Stored data:
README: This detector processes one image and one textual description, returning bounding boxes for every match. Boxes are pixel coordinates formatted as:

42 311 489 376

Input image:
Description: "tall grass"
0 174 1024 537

TASK TO COMPLETE:
Gather every line of the items above that contains the word "image". Case counts.

TASK ANSWER:
README: This detector processes one image and one textual description, returning bounding boxes for every match. Boxes are pixel coordinates formatted as:
Input image:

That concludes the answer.